SOURCE EXTRACT:

· · · · ·

Stage 2 uses high-throughput experiments to measure properties (strength and ductility as a function of temperature) that depend sensitively on microstructure, which is the main variable in the libraries. High-throughput tests usually require miniaturization, and microstructure introduces an intrinsic length scale that must be considered directly in sample design and data analysis. As a generalization, tension or compression sample cross-sections should contain about 100 grains to give data that is representative of the bulk. In the limit of very small samples and large microstructural length scales, samples are single crystals and relationships between single crystal and polycrystalline properties are reasonably well established. Quantitative relationships between measured and bulk properties are less certain between these two extremes. Micro-sample testing has motivated a great deal of work on this topic, and relationships are being sought for both strength and plasticity [7678] Additional progress is still needed, especially in defining the size of representative volume elements for particular properties of interest. In the meantime, testing samples in the millimeter-to-sub-millimeter length scale regimes may give acceptable results for properties that are driven by mean value microstructural statistics.

· · · · ·

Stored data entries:
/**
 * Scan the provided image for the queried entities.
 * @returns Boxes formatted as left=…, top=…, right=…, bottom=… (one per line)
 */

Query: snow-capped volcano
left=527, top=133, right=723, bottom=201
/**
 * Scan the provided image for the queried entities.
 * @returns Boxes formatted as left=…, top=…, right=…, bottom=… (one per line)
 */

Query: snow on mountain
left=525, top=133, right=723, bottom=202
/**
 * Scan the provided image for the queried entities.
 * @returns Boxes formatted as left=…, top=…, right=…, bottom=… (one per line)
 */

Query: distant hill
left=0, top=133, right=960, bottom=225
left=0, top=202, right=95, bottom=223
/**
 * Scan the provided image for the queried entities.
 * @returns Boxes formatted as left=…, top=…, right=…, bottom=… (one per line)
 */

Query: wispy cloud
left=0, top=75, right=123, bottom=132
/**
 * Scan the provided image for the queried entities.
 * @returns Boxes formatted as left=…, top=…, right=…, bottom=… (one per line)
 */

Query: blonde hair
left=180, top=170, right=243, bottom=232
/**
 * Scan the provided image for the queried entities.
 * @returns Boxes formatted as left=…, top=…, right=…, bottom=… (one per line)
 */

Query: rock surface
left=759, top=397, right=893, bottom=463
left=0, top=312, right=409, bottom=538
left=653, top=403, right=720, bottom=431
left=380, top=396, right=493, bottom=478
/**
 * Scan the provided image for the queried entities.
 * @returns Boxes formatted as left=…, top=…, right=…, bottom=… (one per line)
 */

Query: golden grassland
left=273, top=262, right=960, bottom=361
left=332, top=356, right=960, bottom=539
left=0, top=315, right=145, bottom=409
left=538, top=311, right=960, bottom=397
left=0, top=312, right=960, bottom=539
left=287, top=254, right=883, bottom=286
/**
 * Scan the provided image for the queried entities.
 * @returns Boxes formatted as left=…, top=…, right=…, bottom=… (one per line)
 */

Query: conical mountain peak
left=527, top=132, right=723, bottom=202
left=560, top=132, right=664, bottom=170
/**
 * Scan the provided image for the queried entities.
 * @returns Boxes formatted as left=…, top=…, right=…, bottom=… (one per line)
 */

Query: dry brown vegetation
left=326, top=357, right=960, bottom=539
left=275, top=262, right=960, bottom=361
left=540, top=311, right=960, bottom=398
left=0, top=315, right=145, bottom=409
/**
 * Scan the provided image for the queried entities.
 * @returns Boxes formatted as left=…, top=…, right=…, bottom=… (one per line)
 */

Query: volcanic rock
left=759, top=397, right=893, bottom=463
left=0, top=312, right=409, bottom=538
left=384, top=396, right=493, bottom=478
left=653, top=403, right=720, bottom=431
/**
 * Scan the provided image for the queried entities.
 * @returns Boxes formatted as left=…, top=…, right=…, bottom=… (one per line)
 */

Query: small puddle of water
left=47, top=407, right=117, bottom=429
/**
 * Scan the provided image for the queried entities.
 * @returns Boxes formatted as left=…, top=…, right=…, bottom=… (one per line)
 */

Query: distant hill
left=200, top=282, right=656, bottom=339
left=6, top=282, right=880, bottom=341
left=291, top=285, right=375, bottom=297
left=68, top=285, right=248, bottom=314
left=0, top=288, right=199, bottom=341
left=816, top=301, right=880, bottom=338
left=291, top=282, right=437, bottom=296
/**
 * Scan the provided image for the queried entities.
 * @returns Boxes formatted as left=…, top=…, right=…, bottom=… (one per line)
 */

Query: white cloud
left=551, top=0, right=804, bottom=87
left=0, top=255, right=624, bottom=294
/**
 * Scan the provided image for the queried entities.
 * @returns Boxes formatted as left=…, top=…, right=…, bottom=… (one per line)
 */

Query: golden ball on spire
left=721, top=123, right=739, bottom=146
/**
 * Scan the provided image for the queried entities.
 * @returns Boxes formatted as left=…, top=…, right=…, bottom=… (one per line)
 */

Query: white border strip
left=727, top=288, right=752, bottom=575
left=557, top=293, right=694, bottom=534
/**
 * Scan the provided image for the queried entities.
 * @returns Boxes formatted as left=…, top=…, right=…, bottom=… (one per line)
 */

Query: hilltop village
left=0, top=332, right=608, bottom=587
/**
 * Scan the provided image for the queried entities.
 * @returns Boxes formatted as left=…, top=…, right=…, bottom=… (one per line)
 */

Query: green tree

· · · · ·

In the passage on high-throughput testing, roughly how many grains should a tension or compression sample cross-section contain to give data representative of the bulk?

RESULT OF THIS TASK: About 100 grains.